Request 1
Render the lines of the contour labeling items as a numbered list, skipping any blank lines and leaving the picture out.

--- Start of Text block ---

Playing aggressive players (8k vs 8k review request)

I have never been very good at playing overly aggressive players. This is a recent game where I pretty much fall apart. Can anyone suggest how to play against someone with this mindset? I haven’t really done any personal analysis on this one yet because every move I played somehow seemed to end up as a wrong move. I’m clearly missing a larger strategy here that would allow me to punish the overplay.

Hi @Obbl

i started to review your game, but i found it was too hard for me to do xD. there are so many fighting variations! maybe someone stronger will have a look.

i still tried to be of some use though:

generally, i believe that you should look at how to make your groups stronger. dont be so easy to attack ^^. at the same time, even though it might be uncomfortable, it is your job to point out to your opponents, that they are overly aggressive. that can be hard, because it requires reading.

sorry… i wish i had more. good luck!


I’m just going to focus on the first corner fight in the lower left. Also, bear in mind that I’m not much stronger than either of the players.

First, the extension at D7 is very unusual. I won’t say it’s bad, particularly as the left side is big in this game, but it’s strange and it’s certainly loose enough to allow black to do many things in the corner.

When you played away at move 10, it was probably too early unless you had a concrete plan for what was going to follow. The corner itself is still very open, and your two stones at C6/D7 are very weak. This corner looks like a liability at this stage and it needs to be settled. The upper left is far too open to be worried yet about it becoming a big territory (which is the only justification I can see for rushing there right now).

Black’s invasion at C2 probably can’t be killed, and pushing it out to the side probably isn’t profitable, so the result (through move 18) you got there is probably not unreasonable. However, it leaves a significant weakness at F4. If H5 was trying to protect that weakness, it’s too far away, if it was trying to expand your territory, it’s really too small/early.

Now black sees the weakness and peeps at it with F5 and this is where things start to go wrong for you. White it still weak all around, and black’s move has highlighted the cut at F4. Instead of fixing your weaknesses, you try to just kill this stone outright straight away, and that’s probably not the right way to go about things. Somewhat ironically, here you actually slipped into a far more aggressive way of playing than anything your opponent has shown to this point.

G7 is actually not unreasonable, asking if black wants to commit to running out, but F8 became an overplay, trying to close black in when white was too weak. Eventually black cuts F4 in sente, pokes the weak stone at D7, and connects to the corner. White’s position is in tatters because the black stone you claimed was dead (with G7/F8) actually wasn’t.

--- End of Text block ---

Request 2
Answer these about the go game review thread:
(a) What rank are both players in the game put up for review?
(b) Which fight does the second reviewer choose to focus on?
(c) At what move did the player who asked for the review play away from the corner?

--- Start of Exercise data ---

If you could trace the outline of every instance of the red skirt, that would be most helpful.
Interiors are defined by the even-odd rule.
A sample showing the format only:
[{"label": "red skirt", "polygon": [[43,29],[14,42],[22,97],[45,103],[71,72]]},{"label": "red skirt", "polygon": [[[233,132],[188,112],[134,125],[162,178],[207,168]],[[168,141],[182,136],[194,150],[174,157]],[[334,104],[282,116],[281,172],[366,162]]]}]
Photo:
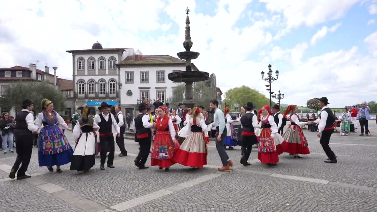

--- End of Exercise data ---

Complete answer 1
1. If you could trace the outline of every instance of the red skirt, that would be most helpful.
2. Interiors are defined by the even-odd rule.
3. A sample showing the format only:
4. [{"label": "red skirt", "polygon": [[43,29],[14,42],[22,97],[45,103],[71,72]]},{"label": "red skirt", "polygon": [[[233,132],[188,112],[134,125],[162,178],[207,168]],[[168,141],[182,136],[194,150],[174,157]],[[334,104],[282,116],[281,172],[366,162]]]}]
5. Photo:

Complete answer 2
(a) 8k
(b) The first corner fight in the lower left
(c) Move 10